* **SELECTED PASSAGE**:
------------------------------
I encourage him because WE ALL NEED HOPE to keep us going.
We watch musicals on TV,
like High School Musical 3, Mary Poppins Returns, Grease etc. They are fun and uplifting.
I have on Amazon Alexa, selected happy music 🎶 in the house and lots of lights around. He enjoys that, he joins in and the house atmosphere is pleasant for both of us.
I think this is an on going balance between witnessing his deterioration and my constant
strive to treat him as “ normal” as possible with the respect any human deserves. It is not easy!!
I follow the motto “ do your best and pray for the rest”.
Sending you wishes for acceptance, patience and calmness, all of which are gifts to our loved one as well as gifts to ourselves.
He cannot comprehend TV anymore even musicals or shows like Mayberry which he loved at one time even called Barney his hero. He only pays attention to the banners that goes across on news channels. He reads out loud these but on anything else he ignores.
talking seems to be his problem as he has said everyone talks too fast. It makes him nervous.
thank all of you that replied, I guess his garbled speech is just another part of this illness which I have to accept. He has lost his nouns/names of most things, calls them something else or points.
Blessings to all.
------------------------------
* **ENTRIES SHOWN**:
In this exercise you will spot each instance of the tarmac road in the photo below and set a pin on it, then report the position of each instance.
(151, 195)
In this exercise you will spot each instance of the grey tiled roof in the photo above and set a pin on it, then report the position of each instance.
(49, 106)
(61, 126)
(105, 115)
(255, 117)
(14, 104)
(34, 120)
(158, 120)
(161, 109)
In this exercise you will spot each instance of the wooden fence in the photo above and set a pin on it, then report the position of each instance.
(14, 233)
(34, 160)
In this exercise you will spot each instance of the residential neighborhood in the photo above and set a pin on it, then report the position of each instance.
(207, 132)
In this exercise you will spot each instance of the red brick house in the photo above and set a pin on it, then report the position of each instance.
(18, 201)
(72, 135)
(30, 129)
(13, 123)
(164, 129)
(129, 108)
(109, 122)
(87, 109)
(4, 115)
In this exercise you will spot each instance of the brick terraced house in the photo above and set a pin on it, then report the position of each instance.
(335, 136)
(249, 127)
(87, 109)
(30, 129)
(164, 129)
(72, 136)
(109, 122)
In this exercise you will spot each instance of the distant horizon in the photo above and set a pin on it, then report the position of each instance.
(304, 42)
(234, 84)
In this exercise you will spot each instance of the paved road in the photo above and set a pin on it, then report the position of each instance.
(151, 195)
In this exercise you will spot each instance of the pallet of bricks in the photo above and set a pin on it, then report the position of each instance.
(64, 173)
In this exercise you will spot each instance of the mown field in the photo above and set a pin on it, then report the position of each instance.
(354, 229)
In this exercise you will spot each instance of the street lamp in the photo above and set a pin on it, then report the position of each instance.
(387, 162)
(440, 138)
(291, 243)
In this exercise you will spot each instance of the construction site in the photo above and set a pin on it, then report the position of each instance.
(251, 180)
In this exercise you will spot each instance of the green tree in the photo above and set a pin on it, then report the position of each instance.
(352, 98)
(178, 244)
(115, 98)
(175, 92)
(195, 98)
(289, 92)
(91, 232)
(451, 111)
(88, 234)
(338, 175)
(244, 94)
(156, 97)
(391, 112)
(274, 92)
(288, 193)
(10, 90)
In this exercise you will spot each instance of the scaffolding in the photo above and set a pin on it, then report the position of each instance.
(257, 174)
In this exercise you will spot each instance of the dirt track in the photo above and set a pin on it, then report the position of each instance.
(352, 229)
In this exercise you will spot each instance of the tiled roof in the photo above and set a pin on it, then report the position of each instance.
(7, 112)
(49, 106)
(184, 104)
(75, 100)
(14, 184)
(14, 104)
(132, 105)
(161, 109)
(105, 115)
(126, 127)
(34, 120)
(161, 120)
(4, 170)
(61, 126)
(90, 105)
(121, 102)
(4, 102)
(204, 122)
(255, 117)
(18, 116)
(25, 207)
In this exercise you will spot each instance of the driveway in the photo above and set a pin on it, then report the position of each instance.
------------------------------
* **TASK STATEMENT**:
Please write what comes next in the caregiving passage, starting after its final line. The listing has no connection to the caregiving passage.

* **SOLVED PROBLEM**:
If however they are trying to communicate their motor skills just aren't enabling it there are tools a speech therapist can teach you both and the better you know them the more you might be able to figure out what they are trying to say and help a bit. Also offering before there is a need and using yes or no answer questions can help keep them from getting so frustrated, "would you like me to get some fresh water?", "how about using the bathroom"?, "I'm hungry how about you"? "I was thinking about making tuna fish would you like that? No, how about PB&J?"
If an ongoing, slowly increasing problem, then I feel bad for you. It's very frustrating, no doubt. Probably not, but is he capable of communicating through other methods, like in writing or pointing at something?
I wonder if part of it is the Parkinson's. My great uncle has it and he is very hard to hear, especially on the phone. Like no oomph behind his voice so it does not carry at all.
Otherwise, I guess you just have to try to make sure his needs are met and maybe that'll have to be enough if there's nothing that can really be done.
You may want to talk to Medicaid about your monthly income. You would be the Community spouse. Your total income would be split depending on what you would need to live. You will not be left impoverished. Your husband may fit the criteria this way.